2 settembre 2013

Fuori tema - La testimonianza di un 22enne novarese nei Territori palestinesi con un'organizzazione per i diritti umani VIDEO

Questa è l’esperienza di Taylor (lo pseudonimo utilizzato da Claudio, un ragazzo di 22 anni di Novara) che da pochi giorni è tornato da un’esperienza di attivismo in Palestina con l’ “International solidarity movement” (Ism) un’organizzazione che si spende a favore dei diritti umani in quel territorio. Un’esperienza particolarmente “forte” e pericolosa «che ho voluto fare per toccare con mano qual è la situazione palestinese e l’oppressione alle libertà fondamentali che Israele sta perpetrando».
Come sei venuto a conoscenza dell’attività dell’Ism? «Mi sono avvicinato recentemente ai temi di politica estera e alla questione palestinese approfondendola negli studi e quindi conoscendo l’attività dell’attivista Vittorio Arrigoni che è stato ucciso in circostanze ancora da chiarire nella Striscia di Gaza. Mi sono, quindi, interessato all’attività dell’Ism, di cui faceva parte, e ho contattato alcuni membri partecipando ad un momento di formazione a Milano. Ho quindi deciso di partire per Israele, da solo, nel mese di luglio».
Con che intenti sei arrivato in Israele? «L’obiettivo dell’organizzazione è, in primo luogo, raccontare e documentare l’occupazione isaeliana della Palestina e fungere da deterrente agli attacchi da parte di soldati o dei coloni (che paradossalmente sono più pericolosi dei soldati stessi). La mia esperienza si è svolta fra le città di Nablus e Hebron: Nablus è una tipica città araba della Cisgiordania a 60 chilometri a nord di Gerusalemme, attualmente  su “area A”, ossia è ad amministrazione palestinese; nonostante ciò, sulle due montagne che la circondano, Ebal e Garizim, ci sono due basi militari israeliane».

:::::

Consegna a:
Rispondi per favore a queste domande sul brano:
(i) Quanti anni ha Claudio e di quale città è?
(ii) In quale città ha partecipato a un momento di formazione dell'Ism?
(iii) Come si chiamano le due montagne che circondano Nablus?

Dati in ingresso:

:::::

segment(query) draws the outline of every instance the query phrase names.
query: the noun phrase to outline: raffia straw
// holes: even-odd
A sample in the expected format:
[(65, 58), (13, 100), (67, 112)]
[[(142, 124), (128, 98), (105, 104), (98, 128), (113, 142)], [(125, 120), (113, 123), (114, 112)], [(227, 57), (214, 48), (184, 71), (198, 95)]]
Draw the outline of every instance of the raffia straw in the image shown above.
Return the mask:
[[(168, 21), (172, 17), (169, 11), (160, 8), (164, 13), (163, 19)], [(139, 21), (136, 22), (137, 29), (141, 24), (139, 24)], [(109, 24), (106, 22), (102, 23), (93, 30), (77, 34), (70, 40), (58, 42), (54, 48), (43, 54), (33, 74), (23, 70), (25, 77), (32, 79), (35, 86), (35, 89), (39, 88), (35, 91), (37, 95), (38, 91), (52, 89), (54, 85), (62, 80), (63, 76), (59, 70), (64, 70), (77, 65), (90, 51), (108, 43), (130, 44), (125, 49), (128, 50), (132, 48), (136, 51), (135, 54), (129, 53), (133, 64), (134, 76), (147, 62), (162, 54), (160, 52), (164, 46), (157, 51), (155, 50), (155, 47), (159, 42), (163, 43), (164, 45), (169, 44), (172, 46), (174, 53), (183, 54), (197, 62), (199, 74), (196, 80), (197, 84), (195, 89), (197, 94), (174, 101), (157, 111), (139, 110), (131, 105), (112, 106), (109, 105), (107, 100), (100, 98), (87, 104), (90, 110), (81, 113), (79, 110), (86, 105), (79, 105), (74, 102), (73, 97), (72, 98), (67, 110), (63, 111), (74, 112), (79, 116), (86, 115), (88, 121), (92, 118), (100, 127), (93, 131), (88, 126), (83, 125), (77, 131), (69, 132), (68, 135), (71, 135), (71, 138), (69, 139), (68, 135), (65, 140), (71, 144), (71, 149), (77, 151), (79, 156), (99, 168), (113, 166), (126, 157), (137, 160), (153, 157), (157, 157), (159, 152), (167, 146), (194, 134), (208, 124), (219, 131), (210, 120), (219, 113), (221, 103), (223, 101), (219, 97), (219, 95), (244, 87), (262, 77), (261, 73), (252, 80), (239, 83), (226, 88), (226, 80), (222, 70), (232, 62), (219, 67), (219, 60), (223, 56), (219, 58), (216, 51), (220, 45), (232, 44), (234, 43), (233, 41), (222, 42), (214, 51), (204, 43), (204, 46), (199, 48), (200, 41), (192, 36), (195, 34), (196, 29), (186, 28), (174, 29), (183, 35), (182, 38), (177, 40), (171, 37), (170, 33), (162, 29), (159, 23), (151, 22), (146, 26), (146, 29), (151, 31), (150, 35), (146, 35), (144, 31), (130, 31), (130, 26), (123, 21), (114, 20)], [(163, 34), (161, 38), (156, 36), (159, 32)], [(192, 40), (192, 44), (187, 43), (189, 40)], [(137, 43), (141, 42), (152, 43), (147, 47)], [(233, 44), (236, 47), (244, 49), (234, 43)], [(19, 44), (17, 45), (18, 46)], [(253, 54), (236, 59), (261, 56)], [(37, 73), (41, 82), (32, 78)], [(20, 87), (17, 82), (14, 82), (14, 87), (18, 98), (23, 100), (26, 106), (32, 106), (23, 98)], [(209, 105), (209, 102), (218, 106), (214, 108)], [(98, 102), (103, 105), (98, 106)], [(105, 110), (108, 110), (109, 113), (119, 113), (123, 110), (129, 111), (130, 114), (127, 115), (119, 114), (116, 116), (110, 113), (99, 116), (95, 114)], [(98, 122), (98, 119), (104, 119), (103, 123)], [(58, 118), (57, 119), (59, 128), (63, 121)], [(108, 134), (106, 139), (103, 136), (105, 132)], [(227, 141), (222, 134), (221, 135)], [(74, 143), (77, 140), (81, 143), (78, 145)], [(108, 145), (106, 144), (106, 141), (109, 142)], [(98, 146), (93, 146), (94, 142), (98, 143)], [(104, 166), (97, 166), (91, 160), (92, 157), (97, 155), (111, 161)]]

:::::

Consegna b:
Riscrivi le voci partendo dalla prima riga e fermandoti dopo la riga che contiene "71), (198, 95)]]", comprese entrambe. Sostituisci "query phrase" con "search phrase" e lascia invariato tutto il resto.

Risposta completa a:
(i) Ha 22 anni ed è di Novara.
(ii) A Milano.
(iii) Ebal e Garizim.

Risposta completa b:
segment(query) draws the outline of every instance the search phrase names.
query: the noun phrase to outline: raffia straw
// holes: even-odd
A sample in the expected format:
[(65, 58), (13, 100), (67, 112)]
[[(142, 124), (128, 98), (105, 104), (98, 128), (113, 142)], [(125, 120), (113, 123), (114, 112)], [(227, 57), (214, 48), (184, 71), (198, 95)]]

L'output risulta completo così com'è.